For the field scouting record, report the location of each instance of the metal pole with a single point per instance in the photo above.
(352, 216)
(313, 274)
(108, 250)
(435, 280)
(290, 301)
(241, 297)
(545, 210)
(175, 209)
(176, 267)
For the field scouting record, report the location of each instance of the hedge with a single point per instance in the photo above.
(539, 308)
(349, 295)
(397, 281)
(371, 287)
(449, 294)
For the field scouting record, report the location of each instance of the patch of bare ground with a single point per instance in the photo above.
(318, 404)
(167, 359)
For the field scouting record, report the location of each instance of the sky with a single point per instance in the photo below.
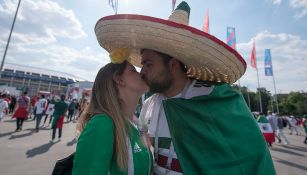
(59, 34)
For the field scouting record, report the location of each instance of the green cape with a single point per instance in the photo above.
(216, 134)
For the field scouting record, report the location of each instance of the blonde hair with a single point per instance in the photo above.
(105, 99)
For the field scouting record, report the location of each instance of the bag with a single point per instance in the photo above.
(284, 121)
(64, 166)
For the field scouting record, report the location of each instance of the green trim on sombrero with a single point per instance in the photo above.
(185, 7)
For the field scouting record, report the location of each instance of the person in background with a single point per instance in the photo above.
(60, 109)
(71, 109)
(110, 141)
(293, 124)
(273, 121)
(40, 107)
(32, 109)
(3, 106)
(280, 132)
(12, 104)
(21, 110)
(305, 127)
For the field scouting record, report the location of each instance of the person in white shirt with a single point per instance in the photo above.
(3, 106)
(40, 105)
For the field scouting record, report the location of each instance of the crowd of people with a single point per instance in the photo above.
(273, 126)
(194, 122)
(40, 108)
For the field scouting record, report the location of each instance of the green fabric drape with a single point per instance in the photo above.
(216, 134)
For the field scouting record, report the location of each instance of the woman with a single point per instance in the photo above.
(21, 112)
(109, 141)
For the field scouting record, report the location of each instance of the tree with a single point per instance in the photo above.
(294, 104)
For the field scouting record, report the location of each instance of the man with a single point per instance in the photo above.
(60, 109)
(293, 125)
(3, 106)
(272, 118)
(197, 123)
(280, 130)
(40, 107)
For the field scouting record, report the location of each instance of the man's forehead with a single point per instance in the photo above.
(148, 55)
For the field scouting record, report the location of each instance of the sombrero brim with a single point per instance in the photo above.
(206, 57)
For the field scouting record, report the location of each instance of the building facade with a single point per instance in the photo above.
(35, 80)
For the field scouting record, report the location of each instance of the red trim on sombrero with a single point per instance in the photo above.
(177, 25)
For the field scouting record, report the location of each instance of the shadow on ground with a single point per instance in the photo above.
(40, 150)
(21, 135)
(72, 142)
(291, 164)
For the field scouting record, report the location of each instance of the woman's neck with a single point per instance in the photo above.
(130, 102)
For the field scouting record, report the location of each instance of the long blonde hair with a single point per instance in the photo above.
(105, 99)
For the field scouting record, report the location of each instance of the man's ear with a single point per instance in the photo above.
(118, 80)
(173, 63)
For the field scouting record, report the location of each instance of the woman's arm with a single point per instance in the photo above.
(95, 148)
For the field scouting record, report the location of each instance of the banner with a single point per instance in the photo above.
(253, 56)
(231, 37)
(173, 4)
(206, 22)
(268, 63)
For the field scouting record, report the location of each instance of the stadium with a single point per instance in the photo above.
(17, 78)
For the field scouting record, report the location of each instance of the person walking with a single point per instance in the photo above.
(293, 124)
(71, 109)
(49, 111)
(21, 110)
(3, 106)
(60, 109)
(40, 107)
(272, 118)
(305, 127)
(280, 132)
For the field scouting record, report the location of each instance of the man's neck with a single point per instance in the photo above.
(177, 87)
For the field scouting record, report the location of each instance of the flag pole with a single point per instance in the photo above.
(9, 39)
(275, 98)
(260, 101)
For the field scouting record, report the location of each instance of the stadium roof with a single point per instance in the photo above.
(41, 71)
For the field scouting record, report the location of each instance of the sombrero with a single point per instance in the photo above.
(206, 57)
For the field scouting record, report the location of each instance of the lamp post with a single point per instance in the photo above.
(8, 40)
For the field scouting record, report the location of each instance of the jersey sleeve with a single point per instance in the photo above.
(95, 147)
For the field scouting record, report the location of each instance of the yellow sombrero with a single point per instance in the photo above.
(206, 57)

■ ■ ■ ■

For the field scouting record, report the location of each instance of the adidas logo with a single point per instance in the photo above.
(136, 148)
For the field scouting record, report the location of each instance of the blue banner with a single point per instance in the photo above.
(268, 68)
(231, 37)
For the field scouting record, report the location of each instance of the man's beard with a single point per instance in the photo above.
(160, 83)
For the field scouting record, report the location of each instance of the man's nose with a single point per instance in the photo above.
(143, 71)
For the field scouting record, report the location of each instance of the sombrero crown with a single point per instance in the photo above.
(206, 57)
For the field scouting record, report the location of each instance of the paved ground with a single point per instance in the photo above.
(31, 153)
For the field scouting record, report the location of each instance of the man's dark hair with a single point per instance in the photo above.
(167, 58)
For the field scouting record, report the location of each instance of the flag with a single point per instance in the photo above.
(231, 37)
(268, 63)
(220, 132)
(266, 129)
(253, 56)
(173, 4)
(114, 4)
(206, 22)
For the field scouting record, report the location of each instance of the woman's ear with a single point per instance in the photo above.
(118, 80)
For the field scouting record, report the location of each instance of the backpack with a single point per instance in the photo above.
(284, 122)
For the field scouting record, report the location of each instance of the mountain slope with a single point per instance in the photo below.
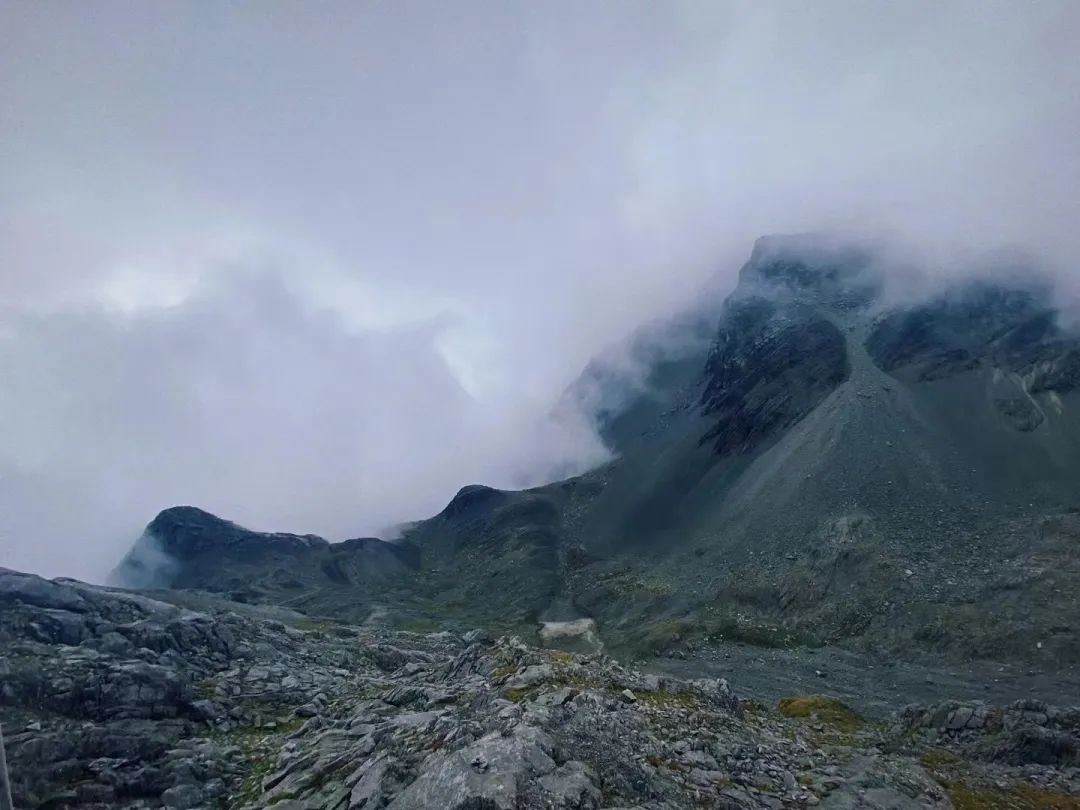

■ ■ ■ ■

The request: Reproduce every line of the material from the line with "of the backpack" up to and including the line with "of the mountain". Shift each point coordinate by adding 143 to it, and leave all other wording unchanged.

Complete output:
For the field scouting record, report the location of each instance of the backpack with a single point per instance in the photo above.
(427, 265)
For the field scouting record, report the location of each instance of the mountain slope with a single point per instance in the photo below.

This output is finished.